▸ WRITTEN TASK:
Find each row below that contains the string "measuring", matching case exactly, and copy those rows in full.

Recorded data
○ ○ ○ ○ ○ ○ ○
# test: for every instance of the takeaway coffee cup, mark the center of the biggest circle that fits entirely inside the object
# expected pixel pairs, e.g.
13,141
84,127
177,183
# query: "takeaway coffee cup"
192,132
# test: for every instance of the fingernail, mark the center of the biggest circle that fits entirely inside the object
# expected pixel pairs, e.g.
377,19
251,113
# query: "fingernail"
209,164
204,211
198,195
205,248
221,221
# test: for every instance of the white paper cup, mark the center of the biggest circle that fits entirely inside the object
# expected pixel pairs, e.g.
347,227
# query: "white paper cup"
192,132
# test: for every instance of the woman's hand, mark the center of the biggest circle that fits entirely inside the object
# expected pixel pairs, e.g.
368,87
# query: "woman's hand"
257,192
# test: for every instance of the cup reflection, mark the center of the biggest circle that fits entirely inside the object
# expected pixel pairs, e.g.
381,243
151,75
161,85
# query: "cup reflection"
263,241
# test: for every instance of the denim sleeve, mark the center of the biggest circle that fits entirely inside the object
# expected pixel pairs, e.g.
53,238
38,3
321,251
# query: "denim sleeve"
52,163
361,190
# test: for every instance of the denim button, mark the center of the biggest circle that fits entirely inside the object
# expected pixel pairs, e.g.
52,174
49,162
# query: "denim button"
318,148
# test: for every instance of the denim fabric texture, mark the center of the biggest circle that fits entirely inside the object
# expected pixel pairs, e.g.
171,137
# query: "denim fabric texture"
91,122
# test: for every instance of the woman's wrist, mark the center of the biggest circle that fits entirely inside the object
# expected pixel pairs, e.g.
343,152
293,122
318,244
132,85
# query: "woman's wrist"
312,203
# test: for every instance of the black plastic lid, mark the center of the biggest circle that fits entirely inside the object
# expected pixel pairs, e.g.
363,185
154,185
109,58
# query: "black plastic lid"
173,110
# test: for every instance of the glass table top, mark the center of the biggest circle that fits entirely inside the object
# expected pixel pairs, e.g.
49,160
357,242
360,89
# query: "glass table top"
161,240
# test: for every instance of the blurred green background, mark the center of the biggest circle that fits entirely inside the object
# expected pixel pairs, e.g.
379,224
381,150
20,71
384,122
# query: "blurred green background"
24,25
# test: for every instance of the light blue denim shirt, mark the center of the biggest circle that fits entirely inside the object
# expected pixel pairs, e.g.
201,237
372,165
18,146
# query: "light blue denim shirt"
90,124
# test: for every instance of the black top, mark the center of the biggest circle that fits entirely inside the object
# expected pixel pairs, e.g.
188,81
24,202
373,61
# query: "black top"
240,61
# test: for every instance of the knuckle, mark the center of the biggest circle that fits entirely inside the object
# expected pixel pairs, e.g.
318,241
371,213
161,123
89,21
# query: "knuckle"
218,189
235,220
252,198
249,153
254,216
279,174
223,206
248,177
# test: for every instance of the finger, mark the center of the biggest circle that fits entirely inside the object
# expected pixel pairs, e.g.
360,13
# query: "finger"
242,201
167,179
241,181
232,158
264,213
○ ○ ○ ○ ○ ○ ○
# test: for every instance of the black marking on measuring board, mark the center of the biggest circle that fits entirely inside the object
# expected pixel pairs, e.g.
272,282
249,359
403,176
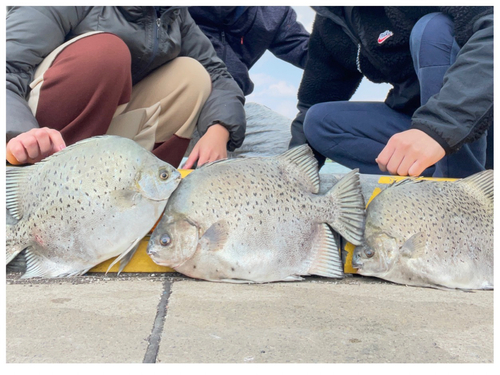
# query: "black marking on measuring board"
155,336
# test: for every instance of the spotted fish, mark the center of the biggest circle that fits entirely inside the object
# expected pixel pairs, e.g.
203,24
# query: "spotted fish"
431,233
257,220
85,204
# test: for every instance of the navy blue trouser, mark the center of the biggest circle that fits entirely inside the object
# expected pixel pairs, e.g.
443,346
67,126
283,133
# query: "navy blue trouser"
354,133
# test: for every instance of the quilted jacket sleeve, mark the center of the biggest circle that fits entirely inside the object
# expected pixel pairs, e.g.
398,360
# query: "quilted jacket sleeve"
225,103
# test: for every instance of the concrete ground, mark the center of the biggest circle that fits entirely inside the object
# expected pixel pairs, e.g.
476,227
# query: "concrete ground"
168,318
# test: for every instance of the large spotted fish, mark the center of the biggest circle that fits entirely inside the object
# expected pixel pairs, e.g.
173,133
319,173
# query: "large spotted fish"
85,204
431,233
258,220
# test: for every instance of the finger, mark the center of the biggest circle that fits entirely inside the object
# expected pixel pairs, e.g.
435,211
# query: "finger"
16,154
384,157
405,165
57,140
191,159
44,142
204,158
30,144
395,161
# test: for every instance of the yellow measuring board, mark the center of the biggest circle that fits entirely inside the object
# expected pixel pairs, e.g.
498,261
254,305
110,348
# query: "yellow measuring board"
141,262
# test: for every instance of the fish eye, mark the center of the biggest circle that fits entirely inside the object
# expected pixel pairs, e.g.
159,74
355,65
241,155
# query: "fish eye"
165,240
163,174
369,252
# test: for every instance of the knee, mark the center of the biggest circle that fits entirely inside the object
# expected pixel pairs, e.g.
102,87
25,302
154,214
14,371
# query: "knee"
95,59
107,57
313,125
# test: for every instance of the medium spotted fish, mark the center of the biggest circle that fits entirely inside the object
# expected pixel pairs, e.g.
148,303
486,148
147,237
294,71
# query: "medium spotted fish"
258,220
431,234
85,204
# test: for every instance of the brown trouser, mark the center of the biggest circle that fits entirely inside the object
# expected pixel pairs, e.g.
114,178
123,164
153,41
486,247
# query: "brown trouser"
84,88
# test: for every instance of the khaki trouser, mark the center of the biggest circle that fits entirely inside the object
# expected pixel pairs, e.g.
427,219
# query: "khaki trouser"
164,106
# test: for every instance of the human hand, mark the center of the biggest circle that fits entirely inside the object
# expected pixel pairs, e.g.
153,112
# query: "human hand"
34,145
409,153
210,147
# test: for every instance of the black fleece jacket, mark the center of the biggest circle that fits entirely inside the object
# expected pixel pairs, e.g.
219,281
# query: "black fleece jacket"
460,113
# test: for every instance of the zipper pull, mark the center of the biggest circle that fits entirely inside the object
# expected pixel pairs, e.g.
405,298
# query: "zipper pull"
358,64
○ ○ ○ ○ ○ ○ ○
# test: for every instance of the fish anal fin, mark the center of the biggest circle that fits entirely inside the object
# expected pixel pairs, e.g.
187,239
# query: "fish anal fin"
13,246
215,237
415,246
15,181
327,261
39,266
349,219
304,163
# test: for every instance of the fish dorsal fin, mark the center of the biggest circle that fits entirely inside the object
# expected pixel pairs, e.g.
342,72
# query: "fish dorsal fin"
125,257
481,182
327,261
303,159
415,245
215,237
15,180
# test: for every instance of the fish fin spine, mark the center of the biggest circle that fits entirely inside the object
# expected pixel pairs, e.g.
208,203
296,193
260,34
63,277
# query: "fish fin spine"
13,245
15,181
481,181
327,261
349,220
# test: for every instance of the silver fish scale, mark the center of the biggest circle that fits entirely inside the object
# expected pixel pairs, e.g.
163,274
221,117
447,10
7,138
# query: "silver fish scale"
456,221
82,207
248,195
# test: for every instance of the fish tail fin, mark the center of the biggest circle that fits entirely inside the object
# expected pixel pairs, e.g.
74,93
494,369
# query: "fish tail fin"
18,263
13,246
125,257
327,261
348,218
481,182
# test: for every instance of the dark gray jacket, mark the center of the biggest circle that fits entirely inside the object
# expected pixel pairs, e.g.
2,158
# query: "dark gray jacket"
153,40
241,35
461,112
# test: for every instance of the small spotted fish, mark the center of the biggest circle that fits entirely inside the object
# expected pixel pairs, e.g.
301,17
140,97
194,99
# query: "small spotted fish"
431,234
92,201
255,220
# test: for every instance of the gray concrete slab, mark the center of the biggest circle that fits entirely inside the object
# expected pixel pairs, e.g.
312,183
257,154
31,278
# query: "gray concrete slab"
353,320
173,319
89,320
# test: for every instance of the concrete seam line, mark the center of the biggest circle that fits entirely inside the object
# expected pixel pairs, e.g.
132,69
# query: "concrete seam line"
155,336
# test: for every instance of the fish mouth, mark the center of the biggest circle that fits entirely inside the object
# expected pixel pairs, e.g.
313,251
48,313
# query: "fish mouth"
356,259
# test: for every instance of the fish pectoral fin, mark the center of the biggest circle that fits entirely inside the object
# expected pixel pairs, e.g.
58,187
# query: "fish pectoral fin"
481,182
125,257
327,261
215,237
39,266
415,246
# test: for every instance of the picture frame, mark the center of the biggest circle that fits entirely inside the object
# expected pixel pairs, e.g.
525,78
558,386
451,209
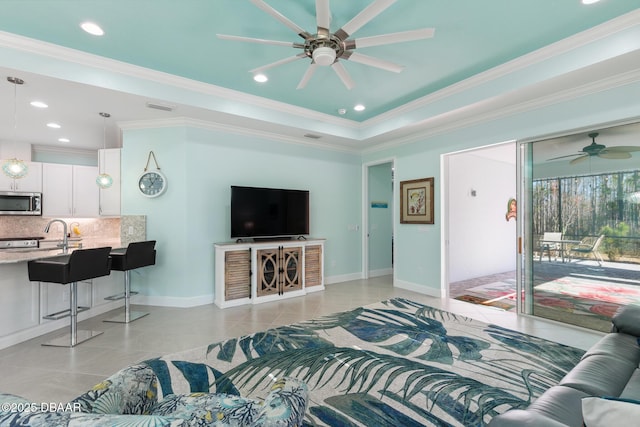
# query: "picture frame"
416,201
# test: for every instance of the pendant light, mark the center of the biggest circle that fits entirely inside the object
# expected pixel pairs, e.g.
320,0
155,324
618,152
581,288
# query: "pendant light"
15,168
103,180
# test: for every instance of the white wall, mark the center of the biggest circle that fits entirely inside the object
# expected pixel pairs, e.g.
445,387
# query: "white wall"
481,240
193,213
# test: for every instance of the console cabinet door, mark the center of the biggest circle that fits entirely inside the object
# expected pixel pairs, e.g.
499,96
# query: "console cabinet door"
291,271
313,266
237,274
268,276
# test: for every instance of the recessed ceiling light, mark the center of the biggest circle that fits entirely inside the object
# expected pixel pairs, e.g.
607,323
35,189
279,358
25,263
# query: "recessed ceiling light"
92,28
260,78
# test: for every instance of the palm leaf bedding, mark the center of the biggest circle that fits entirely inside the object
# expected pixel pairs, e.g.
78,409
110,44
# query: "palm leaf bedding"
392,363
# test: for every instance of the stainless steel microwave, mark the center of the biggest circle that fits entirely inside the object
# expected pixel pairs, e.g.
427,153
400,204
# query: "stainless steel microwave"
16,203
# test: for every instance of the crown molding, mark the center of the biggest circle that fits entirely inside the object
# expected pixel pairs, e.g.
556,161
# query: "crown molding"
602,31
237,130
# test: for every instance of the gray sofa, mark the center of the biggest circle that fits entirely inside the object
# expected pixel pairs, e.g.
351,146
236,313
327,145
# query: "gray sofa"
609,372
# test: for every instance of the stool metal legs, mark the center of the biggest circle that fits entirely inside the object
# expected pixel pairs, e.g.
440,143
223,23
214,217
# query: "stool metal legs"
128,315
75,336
○ ○ ○ ○ ○ ○ ○
▸ OUTPUT FOR THIS EXERCISE:
# test: for every instance of the black marking on measuring board, mark the center of the biggest circle that fits entirely inside the object
# query: "black marking on measuring board"
# test: for every instance of the yellow measuring board, mark the center of the biggest circle that fits entirely inside the object
# query: "yellow measuring board"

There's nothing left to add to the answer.